作業指示 -
レコードの先頭から始めて、"xmin=118 ymin=141 xmax=147 ymax=162"を含む行で終わる範囲を、1行につき1つの文字列とするJSONリストとして並べてください。両端の行を含め、空行は除きます。

入力レコード -
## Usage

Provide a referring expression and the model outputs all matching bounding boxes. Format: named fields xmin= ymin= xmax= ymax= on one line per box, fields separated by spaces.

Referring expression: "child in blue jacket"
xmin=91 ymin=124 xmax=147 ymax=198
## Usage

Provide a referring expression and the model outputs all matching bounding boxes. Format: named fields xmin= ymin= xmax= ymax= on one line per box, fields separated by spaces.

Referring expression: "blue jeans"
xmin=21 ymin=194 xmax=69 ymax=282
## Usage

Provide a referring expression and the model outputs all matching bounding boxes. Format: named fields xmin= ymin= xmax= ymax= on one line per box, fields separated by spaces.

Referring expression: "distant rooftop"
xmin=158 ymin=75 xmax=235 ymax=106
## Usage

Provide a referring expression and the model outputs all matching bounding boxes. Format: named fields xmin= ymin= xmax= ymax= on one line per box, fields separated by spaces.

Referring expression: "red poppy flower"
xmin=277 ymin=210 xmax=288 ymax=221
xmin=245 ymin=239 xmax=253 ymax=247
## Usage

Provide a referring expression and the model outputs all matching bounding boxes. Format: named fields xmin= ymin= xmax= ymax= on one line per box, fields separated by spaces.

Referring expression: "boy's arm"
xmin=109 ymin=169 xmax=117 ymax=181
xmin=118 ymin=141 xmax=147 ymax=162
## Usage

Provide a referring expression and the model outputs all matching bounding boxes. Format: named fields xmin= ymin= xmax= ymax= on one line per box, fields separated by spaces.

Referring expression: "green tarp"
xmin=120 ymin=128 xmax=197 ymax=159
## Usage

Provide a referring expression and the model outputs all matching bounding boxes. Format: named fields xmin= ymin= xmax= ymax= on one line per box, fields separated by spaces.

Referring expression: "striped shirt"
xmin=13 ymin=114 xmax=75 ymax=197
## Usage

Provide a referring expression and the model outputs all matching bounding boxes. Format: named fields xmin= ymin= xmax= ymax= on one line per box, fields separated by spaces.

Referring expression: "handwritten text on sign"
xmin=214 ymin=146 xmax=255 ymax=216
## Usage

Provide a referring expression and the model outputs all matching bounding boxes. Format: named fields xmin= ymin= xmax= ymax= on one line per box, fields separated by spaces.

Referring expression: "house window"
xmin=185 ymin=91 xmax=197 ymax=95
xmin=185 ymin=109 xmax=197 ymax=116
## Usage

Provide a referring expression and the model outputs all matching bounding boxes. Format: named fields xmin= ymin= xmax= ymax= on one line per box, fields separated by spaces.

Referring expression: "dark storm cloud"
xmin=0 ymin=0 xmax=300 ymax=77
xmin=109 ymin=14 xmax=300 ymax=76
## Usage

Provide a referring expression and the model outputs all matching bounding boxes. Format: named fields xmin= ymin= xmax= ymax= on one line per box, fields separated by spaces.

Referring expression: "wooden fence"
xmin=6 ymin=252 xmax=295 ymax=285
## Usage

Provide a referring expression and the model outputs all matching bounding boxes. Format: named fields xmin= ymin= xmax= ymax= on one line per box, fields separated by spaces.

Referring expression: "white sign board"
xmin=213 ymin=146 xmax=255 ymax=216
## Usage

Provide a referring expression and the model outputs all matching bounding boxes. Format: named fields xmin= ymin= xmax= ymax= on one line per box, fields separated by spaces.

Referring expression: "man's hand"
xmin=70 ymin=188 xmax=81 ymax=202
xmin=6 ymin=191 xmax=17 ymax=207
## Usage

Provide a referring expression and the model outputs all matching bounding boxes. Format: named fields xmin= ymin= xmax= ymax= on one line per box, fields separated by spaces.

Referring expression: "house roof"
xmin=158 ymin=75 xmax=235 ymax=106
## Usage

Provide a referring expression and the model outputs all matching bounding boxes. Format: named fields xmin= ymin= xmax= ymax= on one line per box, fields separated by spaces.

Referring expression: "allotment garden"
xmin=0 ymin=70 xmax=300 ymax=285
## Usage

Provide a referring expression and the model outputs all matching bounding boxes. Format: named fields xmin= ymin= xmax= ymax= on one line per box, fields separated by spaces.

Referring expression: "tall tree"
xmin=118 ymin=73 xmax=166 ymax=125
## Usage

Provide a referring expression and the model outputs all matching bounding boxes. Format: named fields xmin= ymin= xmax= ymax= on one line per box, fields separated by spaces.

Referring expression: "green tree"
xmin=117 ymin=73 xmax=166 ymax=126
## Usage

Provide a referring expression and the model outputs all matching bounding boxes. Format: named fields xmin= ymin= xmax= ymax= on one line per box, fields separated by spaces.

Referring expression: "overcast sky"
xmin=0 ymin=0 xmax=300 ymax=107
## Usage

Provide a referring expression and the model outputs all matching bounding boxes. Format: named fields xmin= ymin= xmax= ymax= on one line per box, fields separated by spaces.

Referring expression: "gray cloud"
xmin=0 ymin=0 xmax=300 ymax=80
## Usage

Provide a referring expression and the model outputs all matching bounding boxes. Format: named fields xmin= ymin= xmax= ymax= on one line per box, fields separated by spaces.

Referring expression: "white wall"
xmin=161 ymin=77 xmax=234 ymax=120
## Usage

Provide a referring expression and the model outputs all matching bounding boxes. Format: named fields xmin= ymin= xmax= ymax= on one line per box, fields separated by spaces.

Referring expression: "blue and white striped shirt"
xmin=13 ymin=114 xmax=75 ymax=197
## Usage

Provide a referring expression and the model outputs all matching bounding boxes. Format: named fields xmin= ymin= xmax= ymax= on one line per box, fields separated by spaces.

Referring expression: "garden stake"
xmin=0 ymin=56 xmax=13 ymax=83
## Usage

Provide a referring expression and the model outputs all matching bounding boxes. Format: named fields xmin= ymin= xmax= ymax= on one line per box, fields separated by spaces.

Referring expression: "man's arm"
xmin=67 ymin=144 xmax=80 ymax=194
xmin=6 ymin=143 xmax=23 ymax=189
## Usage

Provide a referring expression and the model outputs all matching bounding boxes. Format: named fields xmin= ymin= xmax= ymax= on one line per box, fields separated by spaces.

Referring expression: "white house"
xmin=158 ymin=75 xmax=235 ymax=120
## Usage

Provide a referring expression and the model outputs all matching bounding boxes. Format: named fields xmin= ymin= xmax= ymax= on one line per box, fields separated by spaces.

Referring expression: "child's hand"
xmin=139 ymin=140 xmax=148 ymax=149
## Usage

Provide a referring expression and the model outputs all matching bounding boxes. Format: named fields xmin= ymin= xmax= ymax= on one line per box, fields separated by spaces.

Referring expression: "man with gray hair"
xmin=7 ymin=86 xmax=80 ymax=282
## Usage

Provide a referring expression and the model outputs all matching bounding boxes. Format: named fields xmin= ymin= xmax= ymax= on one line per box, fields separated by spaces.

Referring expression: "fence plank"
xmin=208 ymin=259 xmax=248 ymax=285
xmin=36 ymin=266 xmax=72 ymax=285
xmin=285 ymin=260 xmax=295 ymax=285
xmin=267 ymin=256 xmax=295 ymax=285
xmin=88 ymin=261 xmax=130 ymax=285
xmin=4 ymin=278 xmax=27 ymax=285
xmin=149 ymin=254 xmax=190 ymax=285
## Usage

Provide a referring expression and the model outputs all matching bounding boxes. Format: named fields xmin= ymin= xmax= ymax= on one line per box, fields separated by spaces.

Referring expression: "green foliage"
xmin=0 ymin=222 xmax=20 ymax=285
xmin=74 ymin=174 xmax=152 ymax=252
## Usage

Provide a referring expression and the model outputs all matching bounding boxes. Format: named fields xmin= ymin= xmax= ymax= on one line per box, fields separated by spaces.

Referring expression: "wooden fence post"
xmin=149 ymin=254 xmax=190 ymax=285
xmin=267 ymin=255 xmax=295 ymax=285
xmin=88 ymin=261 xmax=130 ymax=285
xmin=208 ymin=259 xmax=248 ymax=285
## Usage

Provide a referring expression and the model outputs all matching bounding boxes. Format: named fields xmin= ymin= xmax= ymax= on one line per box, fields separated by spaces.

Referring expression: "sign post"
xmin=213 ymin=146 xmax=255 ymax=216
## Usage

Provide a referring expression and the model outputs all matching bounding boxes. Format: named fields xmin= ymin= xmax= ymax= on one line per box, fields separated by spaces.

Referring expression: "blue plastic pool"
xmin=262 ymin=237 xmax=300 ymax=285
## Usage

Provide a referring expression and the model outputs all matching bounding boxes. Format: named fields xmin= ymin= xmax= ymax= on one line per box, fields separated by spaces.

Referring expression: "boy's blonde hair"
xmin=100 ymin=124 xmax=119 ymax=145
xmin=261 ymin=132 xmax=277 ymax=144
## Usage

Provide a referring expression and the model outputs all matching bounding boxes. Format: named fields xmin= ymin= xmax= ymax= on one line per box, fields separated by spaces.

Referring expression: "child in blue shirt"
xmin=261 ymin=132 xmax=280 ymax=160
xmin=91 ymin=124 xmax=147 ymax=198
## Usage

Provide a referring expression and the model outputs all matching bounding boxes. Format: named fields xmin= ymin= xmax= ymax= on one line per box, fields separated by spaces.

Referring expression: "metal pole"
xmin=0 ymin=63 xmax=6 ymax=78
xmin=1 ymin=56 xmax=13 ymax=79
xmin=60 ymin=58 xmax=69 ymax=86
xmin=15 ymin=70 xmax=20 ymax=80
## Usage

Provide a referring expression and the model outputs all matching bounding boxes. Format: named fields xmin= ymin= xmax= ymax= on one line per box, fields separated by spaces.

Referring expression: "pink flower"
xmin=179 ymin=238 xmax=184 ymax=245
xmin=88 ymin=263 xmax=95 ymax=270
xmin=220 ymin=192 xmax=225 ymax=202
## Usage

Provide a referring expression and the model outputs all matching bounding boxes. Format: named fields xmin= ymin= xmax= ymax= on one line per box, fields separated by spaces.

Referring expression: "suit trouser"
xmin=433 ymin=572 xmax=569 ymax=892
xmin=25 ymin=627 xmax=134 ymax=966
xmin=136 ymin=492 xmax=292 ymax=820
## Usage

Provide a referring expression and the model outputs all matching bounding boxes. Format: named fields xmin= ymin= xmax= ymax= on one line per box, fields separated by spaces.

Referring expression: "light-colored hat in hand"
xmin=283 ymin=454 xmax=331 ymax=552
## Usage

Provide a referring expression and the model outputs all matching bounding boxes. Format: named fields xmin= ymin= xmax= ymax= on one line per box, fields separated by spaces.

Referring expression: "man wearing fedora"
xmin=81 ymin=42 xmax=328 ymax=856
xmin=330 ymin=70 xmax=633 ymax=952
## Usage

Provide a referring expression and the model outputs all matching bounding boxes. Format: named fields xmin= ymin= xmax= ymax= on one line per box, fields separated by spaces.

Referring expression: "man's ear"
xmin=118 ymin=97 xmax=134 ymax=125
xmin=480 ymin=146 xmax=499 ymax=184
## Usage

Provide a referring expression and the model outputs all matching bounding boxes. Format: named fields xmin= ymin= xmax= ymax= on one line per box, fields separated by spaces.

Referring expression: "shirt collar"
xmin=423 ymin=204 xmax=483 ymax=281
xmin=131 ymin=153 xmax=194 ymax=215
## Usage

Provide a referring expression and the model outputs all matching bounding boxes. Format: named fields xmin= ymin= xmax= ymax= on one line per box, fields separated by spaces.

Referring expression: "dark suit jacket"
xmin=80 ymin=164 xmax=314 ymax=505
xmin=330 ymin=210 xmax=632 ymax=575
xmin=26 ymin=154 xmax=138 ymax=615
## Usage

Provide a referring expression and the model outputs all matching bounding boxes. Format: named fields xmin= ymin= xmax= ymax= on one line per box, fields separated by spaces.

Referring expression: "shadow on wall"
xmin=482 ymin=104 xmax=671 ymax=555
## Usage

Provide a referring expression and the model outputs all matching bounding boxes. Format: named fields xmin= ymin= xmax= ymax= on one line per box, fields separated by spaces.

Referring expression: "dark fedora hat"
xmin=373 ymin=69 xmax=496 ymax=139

実行結果 -
[
  "## Usage",
  "Provide a referring expression and the model outputs all matching bounding boxes. Format: named fields xmin= ymin= xmax= ymax= on one line per box, fields separated by spaces.",
  "Referring expression: \"child in blue jacket\"",
  "xmin=91 ymin=124 xmax=147 ymax=198",
  "## Usage",
  "Provide a referring expression and the model outputs all matching bounding boxes. Format: named fields xmin= ymin= xmax= ymax= on one line per box, fields separated by spaces.",
  "Referring expression: \"blue jeans\"",
  "xmin=21 ymin=194 xmax=69 ymax=282",
  "## Usage",
  "Provide a referring expression and the model outputs all matching bounding boxes. Format: named fields xmin= ymin= xmax= ymax= on one line per box, fields separated by spaces.",
  "Referring expression: \"distant rooftop\"",
  "xmin=158 ymin=75 xmax=235 ymax=106",
  "## Usage",
  "Provide a referring expression and the model outputs all matching bounding boxes. Format: named fields xmin= ymin= xmax= ymax= on one line per box, fields separated by spaces.",
  "Referring expression: \"red poppy flower\"",
  "xmin=277 ymin=210 xmax=288 ymax=221",
  "xmin=245 ymin=239 xmax=253 ymax=247",
  "## Usage",
  "Provide a referring expression and the model outputs all matching bounding boxes. Format: named fields xmin= ymin= xmax= ymax= on one line per box, fields separated by spaces.",
  "Referring expression: \"boy's arm\"",
  "xmin=109 ymin=169 xmax=117 ymax=181",
  "xmin=118 ymin=141 xmax=147 ymax=162"
]